- What is required:
How many lines of the material below contain the word "Mark"? Reply with the number alone.
■ ■ ■ ■
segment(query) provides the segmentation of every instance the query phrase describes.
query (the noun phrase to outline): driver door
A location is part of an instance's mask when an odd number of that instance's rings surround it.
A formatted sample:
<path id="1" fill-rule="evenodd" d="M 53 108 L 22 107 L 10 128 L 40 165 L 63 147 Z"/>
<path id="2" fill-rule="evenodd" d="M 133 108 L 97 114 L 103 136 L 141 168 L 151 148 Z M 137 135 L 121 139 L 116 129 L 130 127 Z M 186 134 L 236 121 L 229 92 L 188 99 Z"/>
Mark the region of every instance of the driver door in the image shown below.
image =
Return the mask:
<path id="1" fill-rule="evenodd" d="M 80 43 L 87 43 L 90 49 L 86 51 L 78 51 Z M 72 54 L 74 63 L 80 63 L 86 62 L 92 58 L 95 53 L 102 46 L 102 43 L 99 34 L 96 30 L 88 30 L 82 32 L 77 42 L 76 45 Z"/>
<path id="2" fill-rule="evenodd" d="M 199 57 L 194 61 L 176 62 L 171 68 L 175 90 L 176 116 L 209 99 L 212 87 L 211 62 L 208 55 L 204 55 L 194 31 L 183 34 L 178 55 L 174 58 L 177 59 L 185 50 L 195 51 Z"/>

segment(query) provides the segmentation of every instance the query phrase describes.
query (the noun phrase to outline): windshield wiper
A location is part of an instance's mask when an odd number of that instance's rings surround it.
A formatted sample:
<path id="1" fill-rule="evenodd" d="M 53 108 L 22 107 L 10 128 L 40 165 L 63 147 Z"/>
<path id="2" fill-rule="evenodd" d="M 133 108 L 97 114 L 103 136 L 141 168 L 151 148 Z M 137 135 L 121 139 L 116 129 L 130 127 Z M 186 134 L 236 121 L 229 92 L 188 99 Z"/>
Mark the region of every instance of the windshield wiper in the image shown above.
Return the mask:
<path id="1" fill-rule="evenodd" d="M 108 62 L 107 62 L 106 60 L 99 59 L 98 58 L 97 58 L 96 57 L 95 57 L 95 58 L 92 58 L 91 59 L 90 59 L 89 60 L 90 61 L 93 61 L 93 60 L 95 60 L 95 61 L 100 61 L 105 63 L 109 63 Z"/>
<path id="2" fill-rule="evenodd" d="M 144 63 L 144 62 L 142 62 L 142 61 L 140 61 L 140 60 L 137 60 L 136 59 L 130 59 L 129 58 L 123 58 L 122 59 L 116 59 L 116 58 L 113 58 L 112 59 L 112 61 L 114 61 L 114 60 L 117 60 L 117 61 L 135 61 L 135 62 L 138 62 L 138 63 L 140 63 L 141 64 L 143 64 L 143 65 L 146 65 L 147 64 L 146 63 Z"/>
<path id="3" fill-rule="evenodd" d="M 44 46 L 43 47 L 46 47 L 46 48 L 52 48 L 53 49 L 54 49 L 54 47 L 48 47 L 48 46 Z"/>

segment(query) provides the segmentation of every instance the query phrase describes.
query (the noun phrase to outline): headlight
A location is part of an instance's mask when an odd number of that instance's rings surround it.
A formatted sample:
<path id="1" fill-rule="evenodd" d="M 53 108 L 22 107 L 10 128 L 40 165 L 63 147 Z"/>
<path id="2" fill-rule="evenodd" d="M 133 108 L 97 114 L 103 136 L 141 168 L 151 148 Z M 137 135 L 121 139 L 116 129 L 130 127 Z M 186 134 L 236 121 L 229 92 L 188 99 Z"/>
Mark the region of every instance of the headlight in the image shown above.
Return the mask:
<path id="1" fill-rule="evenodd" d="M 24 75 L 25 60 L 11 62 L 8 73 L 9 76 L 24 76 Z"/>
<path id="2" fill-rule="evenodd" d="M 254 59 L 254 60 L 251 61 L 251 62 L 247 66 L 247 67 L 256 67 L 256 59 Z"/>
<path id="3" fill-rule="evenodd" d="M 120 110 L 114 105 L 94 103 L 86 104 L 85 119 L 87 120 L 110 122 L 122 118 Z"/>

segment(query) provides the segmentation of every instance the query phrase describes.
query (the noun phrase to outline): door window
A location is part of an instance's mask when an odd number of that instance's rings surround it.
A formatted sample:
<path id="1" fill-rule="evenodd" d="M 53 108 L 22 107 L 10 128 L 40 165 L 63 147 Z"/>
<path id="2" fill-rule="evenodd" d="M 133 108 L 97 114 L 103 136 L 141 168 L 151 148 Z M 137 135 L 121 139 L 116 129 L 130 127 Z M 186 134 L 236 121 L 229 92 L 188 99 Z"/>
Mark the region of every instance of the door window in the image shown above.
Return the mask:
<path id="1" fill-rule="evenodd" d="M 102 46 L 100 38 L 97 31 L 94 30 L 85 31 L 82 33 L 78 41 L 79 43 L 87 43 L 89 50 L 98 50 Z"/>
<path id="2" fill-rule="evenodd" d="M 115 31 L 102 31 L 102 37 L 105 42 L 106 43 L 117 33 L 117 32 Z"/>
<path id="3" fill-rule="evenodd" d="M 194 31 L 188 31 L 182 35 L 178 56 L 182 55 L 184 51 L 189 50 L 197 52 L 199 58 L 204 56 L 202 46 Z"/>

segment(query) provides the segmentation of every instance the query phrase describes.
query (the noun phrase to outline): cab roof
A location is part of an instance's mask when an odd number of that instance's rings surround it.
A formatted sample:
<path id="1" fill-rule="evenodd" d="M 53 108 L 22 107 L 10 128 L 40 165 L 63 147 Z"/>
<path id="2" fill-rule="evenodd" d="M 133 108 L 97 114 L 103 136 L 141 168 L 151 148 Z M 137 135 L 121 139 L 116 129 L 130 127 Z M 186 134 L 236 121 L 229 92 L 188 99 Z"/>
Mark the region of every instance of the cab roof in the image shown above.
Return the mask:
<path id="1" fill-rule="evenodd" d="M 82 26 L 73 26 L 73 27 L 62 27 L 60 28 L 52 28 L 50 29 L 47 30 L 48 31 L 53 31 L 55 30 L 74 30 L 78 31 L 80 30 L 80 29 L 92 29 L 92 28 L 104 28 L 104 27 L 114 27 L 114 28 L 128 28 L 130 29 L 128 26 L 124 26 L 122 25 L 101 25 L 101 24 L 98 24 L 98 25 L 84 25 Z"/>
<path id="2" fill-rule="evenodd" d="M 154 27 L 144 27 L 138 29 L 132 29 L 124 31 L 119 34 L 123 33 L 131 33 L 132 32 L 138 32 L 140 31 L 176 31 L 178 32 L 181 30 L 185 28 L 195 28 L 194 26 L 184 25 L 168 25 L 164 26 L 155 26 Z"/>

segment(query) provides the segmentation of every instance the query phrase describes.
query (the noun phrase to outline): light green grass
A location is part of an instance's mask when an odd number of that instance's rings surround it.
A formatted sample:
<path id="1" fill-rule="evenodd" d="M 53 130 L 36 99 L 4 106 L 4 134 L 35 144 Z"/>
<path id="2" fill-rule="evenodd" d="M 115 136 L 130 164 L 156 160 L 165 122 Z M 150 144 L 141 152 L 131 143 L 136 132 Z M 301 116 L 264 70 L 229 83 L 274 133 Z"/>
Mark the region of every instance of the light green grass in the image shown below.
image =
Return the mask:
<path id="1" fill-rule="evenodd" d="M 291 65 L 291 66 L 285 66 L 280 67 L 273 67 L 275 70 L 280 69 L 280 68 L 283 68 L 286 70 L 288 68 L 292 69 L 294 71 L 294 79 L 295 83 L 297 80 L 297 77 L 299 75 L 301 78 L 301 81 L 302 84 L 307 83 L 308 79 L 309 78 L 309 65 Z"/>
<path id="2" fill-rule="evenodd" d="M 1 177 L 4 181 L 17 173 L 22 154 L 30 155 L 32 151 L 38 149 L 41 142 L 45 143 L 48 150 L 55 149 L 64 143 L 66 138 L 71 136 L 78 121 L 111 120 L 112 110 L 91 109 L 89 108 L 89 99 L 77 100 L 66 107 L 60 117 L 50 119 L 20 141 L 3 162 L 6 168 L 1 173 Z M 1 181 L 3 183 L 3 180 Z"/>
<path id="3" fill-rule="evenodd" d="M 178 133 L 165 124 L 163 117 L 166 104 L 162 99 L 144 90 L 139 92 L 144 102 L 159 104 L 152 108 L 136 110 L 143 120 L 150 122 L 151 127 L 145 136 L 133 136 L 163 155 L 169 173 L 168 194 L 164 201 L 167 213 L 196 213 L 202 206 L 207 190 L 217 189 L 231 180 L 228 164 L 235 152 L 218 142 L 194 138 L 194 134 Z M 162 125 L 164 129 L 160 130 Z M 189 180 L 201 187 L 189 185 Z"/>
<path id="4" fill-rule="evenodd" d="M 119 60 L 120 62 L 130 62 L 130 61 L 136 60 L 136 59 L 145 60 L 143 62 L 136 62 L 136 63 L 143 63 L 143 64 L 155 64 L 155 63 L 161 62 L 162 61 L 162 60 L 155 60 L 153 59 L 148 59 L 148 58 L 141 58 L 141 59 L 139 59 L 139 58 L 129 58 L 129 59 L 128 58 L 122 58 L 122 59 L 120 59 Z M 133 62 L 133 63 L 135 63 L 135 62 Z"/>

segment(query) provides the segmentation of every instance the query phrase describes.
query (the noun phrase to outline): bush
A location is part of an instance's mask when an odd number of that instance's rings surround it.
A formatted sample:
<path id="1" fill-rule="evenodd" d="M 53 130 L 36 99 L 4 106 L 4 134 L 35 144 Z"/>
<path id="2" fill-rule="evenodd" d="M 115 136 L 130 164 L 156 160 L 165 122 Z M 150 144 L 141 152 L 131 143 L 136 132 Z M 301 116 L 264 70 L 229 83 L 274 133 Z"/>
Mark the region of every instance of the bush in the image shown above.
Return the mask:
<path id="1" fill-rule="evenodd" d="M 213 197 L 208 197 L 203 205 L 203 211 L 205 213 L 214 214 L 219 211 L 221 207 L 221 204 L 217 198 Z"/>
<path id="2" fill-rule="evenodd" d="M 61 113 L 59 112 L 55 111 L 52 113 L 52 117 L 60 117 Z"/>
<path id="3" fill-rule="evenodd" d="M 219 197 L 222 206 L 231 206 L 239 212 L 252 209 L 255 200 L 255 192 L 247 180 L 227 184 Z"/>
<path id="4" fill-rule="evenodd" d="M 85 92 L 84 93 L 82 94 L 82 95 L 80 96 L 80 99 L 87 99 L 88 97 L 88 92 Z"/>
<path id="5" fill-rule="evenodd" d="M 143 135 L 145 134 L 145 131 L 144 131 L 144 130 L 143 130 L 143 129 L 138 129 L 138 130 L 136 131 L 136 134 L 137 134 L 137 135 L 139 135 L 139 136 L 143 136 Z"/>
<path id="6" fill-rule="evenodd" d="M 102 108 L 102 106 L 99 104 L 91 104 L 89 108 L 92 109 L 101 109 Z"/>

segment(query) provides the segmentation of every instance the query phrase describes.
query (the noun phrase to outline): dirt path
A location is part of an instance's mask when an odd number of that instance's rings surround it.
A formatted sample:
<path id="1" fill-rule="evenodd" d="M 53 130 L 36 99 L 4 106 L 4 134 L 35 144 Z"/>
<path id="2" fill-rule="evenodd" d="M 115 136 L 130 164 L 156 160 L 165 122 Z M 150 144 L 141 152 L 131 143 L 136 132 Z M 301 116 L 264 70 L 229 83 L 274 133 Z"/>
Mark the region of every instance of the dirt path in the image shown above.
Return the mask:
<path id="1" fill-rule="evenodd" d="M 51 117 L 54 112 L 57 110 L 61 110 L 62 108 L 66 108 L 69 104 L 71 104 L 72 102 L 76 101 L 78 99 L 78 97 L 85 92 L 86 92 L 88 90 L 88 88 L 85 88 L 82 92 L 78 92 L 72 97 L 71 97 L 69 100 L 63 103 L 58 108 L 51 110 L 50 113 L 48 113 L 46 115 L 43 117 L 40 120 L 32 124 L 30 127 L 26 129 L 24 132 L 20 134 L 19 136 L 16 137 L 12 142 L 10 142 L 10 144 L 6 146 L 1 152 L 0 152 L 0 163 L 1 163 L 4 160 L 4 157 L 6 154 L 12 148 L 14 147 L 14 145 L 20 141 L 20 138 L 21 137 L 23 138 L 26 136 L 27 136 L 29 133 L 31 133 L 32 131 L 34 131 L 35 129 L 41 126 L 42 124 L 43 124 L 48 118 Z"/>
■ ■ ■ ■
- Exercise result:
8